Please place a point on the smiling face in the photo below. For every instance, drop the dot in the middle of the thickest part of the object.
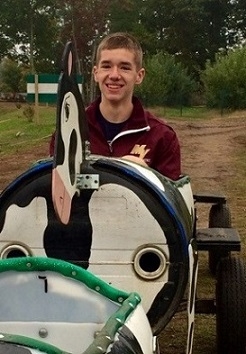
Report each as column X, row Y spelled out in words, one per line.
column 116, row 74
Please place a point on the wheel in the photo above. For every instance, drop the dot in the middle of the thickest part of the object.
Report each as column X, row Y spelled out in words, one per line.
column 231, row 306
column 219, row 216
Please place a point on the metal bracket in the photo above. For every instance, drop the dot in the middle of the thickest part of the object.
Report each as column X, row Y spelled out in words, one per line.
column 87, row 181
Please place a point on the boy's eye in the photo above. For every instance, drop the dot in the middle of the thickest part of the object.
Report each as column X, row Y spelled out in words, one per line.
column 125, row 68
column 105, row 66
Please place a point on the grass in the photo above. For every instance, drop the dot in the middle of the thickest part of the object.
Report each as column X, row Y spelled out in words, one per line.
column 19, row 129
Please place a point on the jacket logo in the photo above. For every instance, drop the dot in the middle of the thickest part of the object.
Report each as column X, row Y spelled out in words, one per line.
column 140, row 150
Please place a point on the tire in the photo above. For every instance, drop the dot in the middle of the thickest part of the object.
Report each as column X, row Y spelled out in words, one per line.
column 219, row 216
column 231, row 306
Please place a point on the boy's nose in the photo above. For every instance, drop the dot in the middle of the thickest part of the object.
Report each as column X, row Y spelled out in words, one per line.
column 114, row 73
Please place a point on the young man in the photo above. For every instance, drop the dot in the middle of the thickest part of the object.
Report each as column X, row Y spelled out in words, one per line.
column 118, row 124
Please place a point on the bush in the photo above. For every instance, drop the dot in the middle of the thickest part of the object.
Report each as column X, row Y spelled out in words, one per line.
column 225, row 80
column 166, row 82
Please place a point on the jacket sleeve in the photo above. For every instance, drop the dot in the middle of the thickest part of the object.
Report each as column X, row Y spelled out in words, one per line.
column 52, row 144
column 167, row 159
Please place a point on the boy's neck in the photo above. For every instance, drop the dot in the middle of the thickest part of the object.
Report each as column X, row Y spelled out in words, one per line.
column 116, row 113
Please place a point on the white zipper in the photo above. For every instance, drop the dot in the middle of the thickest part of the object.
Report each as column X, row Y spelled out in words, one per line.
column 126, row 132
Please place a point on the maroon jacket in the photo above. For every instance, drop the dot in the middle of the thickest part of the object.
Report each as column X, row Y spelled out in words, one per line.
column 143, row 135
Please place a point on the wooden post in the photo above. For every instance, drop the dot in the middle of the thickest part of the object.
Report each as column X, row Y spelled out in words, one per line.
column 36, row 99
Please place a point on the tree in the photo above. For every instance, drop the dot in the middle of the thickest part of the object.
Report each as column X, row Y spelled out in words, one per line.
column 166, row 83
column 225, row 80
column 11, row 75
column 29, row 27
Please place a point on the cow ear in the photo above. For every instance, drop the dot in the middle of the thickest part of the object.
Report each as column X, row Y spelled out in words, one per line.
column 68, row 60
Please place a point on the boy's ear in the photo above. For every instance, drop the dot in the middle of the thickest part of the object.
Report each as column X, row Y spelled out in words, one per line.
column 140, row 76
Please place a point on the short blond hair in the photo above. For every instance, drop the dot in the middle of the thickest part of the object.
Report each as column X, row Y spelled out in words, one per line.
column 121, row 40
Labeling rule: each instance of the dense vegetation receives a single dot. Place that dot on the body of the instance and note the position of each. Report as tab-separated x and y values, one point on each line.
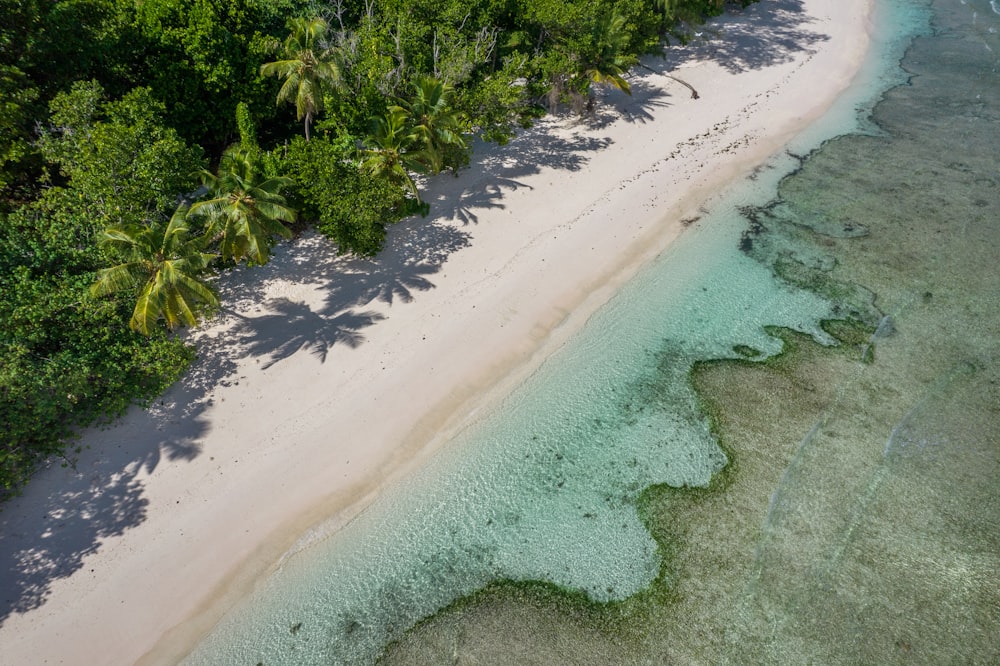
146	145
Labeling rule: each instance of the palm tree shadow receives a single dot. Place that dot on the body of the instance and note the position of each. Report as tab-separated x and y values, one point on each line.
293	326
740	41
612	105
415	250
67	512
498	170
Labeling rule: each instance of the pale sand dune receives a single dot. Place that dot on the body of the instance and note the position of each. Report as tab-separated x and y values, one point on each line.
326	377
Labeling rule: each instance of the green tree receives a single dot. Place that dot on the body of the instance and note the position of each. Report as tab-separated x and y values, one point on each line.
391	150
167	261
309	70
610	59
434	124
120	161
246	210
348	205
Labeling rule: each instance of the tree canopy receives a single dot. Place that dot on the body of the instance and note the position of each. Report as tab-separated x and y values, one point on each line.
110	112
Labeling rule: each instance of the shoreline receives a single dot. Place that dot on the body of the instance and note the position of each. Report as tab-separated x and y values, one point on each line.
536	257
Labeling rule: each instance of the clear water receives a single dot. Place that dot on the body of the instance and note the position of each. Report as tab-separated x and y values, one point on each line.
545	487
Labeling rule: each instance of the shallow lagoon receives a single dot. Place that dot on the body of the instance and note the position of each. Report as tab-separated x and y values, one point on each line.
857	517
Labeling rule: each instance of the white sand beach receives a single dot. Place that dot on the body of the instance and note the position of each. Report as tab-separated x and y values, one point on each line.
325	378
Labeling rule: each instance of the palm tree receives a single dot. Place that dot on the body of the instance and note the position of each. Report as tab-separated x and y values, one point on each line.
246	210
392	149
432	120
608	64
308	69
166	261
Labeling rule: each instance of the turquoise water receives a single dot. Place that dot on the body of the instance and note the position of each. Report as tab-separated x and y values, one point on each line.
544	488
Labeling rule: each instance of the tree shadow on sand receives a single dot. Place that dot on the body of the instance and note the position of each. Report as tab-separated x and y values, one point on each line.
65	514
741	41
498	170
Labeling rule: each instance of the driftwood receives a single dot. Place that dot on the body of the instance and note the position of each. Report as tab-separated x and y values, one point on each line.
694	93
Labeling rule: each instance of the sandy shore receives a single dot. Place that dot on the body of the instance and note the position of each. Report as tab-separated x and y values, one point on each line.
325	378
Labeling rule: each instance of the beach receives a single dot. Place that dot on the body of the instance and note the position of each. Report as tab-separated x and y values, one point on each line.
324	378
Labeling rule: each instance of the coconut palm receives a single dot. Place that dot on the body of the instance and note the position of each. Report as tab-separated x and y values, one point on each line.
393	149
307	67
608	64
433	123
167	261
246	210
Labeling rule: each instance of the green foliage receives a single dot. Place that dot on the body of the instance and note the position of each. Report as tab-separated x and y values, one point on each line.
435	127
129	96
118	158
309	70
16	97
66	360
166	264
349	207
245	210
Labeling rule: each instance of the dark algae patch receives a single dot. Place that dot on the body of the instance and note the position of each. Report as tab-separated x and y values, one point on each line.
858	519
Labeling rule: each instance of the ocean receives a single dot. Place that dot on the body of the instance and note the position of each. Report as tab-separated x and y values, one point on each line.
777	444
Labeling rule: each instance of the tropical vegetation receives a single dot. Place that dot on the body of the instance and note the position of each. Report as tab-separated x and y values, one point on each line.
147	146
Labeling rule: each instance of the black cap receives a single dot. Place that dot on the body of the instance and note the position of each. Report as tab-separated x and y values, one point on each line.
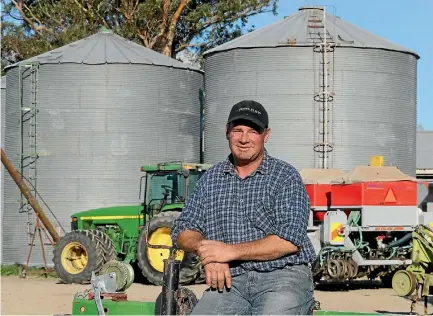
251	111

◆ **Exercise details**:
Leave out the pictures and reproduce the rest of the listing exactly.

◆ **Solution**:
Please place a point on the smiling face in the photo below. For every instance, drop the dot in the middle of the thickest part of the object.
Report each as column X, row Y spelled out in words, one per line.
column 116, row 74
Please place a point on the wheel in the photo above. For every instance, drop the dot in the middle of the thickest part of the object.
Report each as column X, row Y spelled out in words, one per line.
column 231, row 306
column 219, row 216
Please place a point on the metal bracket in the photo above. For every instance, drop the dot in the middle of the thickest part of the object.
Report each as column X, row Y spelled out in words, one per line.
column 87, row 181
Please place a point on the boy's eye in the photo above. For every instance, drop the dot in the middle of the thickest part of the object.
Report each as column X, row Y spelled out in words, one per line.
column 125, row 68
column 105, row 66
Please place a point on the grass in the photo above. For every instance, drop the dot in the middle of the thickest part of the object.
Report each as column X, row Y spelled out in words, one per line.
column 19, row 129
Please place a point on the jacket logo in the photo above. For every instance, drop the dot in the middle of the thickest part of the object.
Report each as column X, row Y spelled out in words, one per line.
column 140, row 150
Please place a point on the tire in the photo above. For every instance, drop the dot in the middle of the thickest part of the object.
Report each as column X, row Y spelled out in words, one per line.
column 219, row 216
column 231, row 306
Please place a point on the boy's nose in the photo above. For every instance, drop the dot in the middle of the thickest part of the object.
Report each as column X, row Y spelled out in words, one per line.
column 114, row 73
Please place a point on the young man in the photo above. For every instance, drop the dot in the middle of the thickest part of the object.
Report each as column X, row Y spelled out in words, one per line.
column 118, row 124
Please place a point on the bush in the photo above. For every instance, drop the dot in the middle of the thickest part of the object.
Report each as column X, row Y spelled out in words, one per line.
column 225, row 80
column 166, row 82
Please place a point on the jacket sleeve in the photo above. For every instance, drop the dot in the middle of the thickest part of the object.
Report each as column X, row Y spelled out in words, one per line.
column 52, row 144
column 167, row 159
Please place a point on the boy's neck in the photo above. For every instance, drop the dot in the middle of the thickest part of the object.
Report each as column X, row Y spelled out in words, one per line.
column 116, row 113
Please place a point on the white zipper in the photo above. For every instance, drop the dot in the middle of the thickest part of the object.
Report each as column X, row Y spelled out in words, one per line.
column 126, row 132
Please place a point on the maroon jacket in the photo above. For every instance, drop the dot in the middle of the thickest part of the object.
Report each as column X, row Y spelled out in words, one per line.
column 143, row 135
Please place a point on the wooden post in the photo above. For every instance, drop the dot in the middle of the thickest part of the object.
Report each as column X, row Y spelled out in words, one per line.
column 36, row 99
Please place a point on the tree in the photo above. For every instance, drop the dot in the middle of the thickest part of the object.
Report each as column X, row Y spelled out in words, one per line.
column 166, row 83
column 225, row 80
column 11, row 75
column 29, row 27
Please place a point on the cow ear in the photo above. For every instance, drop the dot in the middle of the thickest part of the object.
Report each as column X, row Y spelled out in words, one per line.
column 68, row 60
Please place a point on the boy's ear in the photo above. For every instance, drop the dot in the middle of the thickest part of the object.
Report each as column X, row Y spelled out in words, one per line.
column 140, row 76
Please place a point on the short blond hair in the photo above. For every instance, drop the dot in the middle of the thickest part of the object.
Report each as column X, row Y spelled out in words, one per line.
column 121, row 40
Labeling rule: each instance of the dense vegetation receives a single dot. Place that dot on the body of the instance and note the position of each. Report as tab-separated x and y values, one point on each line.
146	145
Labeling rule: each instance of the palm tree shadow receives a single dot. Place that dot on the body of the instance and note the position of each. Report as tab-separated x and y values, one point on each line.
293	326
740	41
612	105
415	250
67	512
498	170
Labeling rule: each instance of the pale sand dune receives a single dot. Place that dot on the body of the instance and note the position of each. Report as tab-separated x and y values, one point on each line.
326	377
Labeling rule: each instance of the green tree receives a single dot. Place that dot on the body of the instance and note the position of each. Report as tab-separated x and y values, one point on each line.
391	150
167	261
309	70
610	59
434	124
120	161
246	210
348	205
Labeling rule: each instance of the tree canopy receives a single dot. Place that dot on the body of the instance and note the position of each. Report as tab-separated x and y values, one point on each line.
110	112
Labeling rule: each instance of the shoreline receives a single dot. Place that dot on the body of the instance and note the position of each. Report as tab-separated x and y values, one point on each line.
536	257
Labeling rule: each instance of the clear water receives a single dot. Place that dot on the body of the instance and note the position of each. Report as tab-separated x and y values, one point on each line.
545	487
Labeling rule: each instance of the shallow lagoon receives a single dot. Place that dot on the body of the instance and note the position of each. Report as tab-separated x and y values, one point on each line.
857	517
Labeling rule: each instance of the white sand beach receives a single dot. Place that dot on the body of the instance and note the position of each. Report as tab-separated x and y values, one point on each line.
325	378
Labeling rule: each instance of the palm tree receives a single dot. Place that dot on the body of the instance and note the position of each. Report as tab-separated x and y values, one point on each line.
246	210
392	149
432	120
608	64
308	69
166	261
Labeling rule: each instance of the turquoise water receives a single dot. Place that dot on the body of the instance and note the position of each. Report as tab-separated x and y values, one point on each line.
544	488
Labeling rule: each instance of the tree shadow on sand receives a single dot. Place that dot on the body of the instance and note the position of each. Report as tab-separated x and y values, one point on each line.
65	514
741	41
498	170
Labeling rule: each instance of the driftwood receives a single dot. Place that dot on the body of the instance and note the position of each. Report as tab-separated x and y values, one point on each line.
694	93
Labeling rule: each instance of the sandy shore receives a single dot. Place that dot on the body of the instance and note the position of each. Report as tab-separated x and y values, one point on each line.
325	378
Labeling rule: each instance of the beach receives a single dot. Place that dot on the body of the instance and note the position of each. Report as tab-separated x and y values, one point on each line.
324	378
Labeling rule: each instance of the coconut palm receives a single dot. Place that dot on the body of the instance and note the position of each. Report as tab-separated x and y values, one point on each line.
393	149
307	67
608	64
433	123
167	261
246	210
Labeling rule: each instance of the green foliage receives a single dot. Place that dot on the body of the instance and note the position of each. Report as tab-separated x and y values, one point on each line.
435	127
129	96
118	158
309	70
16	97
66	360
166	264
349	207
245	210
Labeling rule: each instance of the dark algae patch receives a single dot. Place that dot on the body of the instance and note the position of each. Report as tab-separated x and y values, one point on each line.
858	519
Labeling rule: each instance of the ocean receives a single dot. Place that dot on the body of the instance and note the position of each. Report as tab-separated x and y values, one point on each line.
777	444
Labeling rule: each instance of the tropical vegetation receives a single dot. Place that dot on the body of the instance and note the position of each. Report as tab-separated x and y values, one point on each line.
147	146
Labeling rule: each instance of the black cap receives a single dot. Place that dot on the body of the instance and note the position of each. Report as tab-separated x and y values, one point on each line.
251	111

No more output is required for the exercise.